**Required tasks**.
(1) Copy the forum post on Gradle 2.4 build times word for word, from "Please also run" to "don’t see them.".
(2) Answer these from the forum post on Gradle 2.4 build times:
(a) Which Gradle version is the team currently using?
(b) What Xmx value is set in their custom JAVA_OPTS?
(c) How many times was each build run?

(Extract to read Opens)

Gradle 2.4 slower

We have a very large system that takes a long time to build and I was eager to try out gradle 2.4 for its performance improvements. Unfortunately, I’m not seeing any improvements. In fact, it’s slower in some cases than gradle 2.2 (what we’re currently using). I compared two types of builds: one from scratch (after doing a clean) and one after a complete build where nothing needs to be done (no-op). Here’s my times in mm:ss:

2.2
from clean build: 12.27
no-op build: 2:44

2.4
from clean build: 14:11
no-op build: 2:42

I also tried the latest nightly build of 2.5 and I get similar results to 2.4 except its no-op was 15 seconds slower. Any thoughts?

Are you running with any special JAVA_OPTS, GRADLE_OPTS, etc?

Do you have the daemon turned on?

Can you re-run your 2.4 builds with --profile and post a link to the report (build/reports/profile*)? If you don’t want it to be public, you can email me at sterling.greene ‘at’ gradleware.com with the report.

Please also run it multiple times with the daemon turned on to get into a fully optimized state.

Besides our own benchmarks we heard from many medium and large projects in the wild that they had significant performance improvements.

I don’t doubt there are improvements. Just trying to find out what we’re doing so that we don’t see them.
We do have some custom JAVA_OPTS. We’re setting Xmx to 384m, setting -Djava.ext.dirs to some extra jars and lastly -XX:-UseSerialGC -XX:-UseGCOverheadLimit. No GRADLE_OPTS.
I didn’t explicitly enable or disable the daemon. The release notes said no action was required. I did run each build twice.
I’ll email you a profile report.

If this discussion continues offline, could you please post a summary of the conclusions here?

That’s some imprecise wording on my behalf. What I meant was that there’s no changes required to make the daemon use these new capabilities. That is, you have to have already enabled the daemon.

(Extract to read Closes)
(Dataset Opens)

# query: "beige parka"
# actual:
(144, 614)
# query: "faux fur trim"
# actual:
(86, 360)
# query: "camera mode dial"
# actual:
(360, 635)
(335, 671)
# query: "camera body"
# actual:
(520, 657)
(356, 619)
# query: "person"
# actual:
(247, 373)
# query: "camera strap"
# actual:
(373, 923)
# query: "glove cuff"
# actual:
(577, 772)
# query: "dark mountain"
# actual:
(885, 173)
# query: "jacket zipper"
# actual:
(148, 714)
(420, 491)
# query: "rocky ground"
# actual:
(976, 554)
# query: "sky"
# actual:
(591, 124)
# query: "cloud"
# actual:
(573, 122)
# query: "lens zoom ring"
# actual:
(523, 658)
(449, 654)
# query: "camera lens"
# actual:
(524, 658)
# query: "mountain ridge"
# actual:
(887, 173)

(Dataset Closes)
(Dataset Opens)

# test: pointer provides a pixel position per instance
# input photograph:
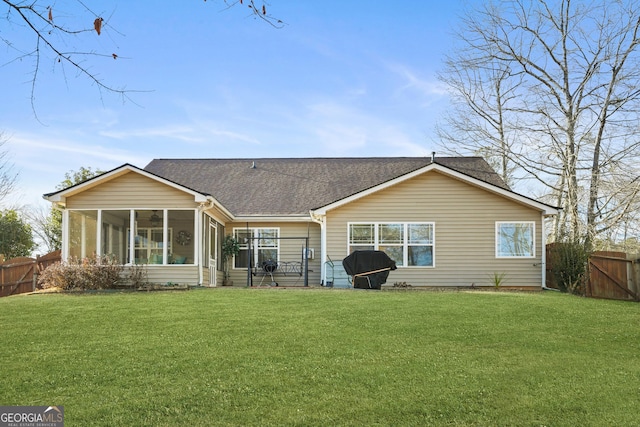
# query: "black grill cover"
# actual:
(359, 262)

(Dataset Closes)

**Solutions below**.
(1)
Please also run it multiple times with the daemon turned on to get into a fully optimized state.

Besides our own benchmarks we heard from many medium and large projects in the wild that they had significant performance improvements.

I don’t doubt there are improvements. Just trying to find out what we’re doing so that we don’t see them.

(2)
(a) Gradle 2.2
(b) 384m
(c) Twice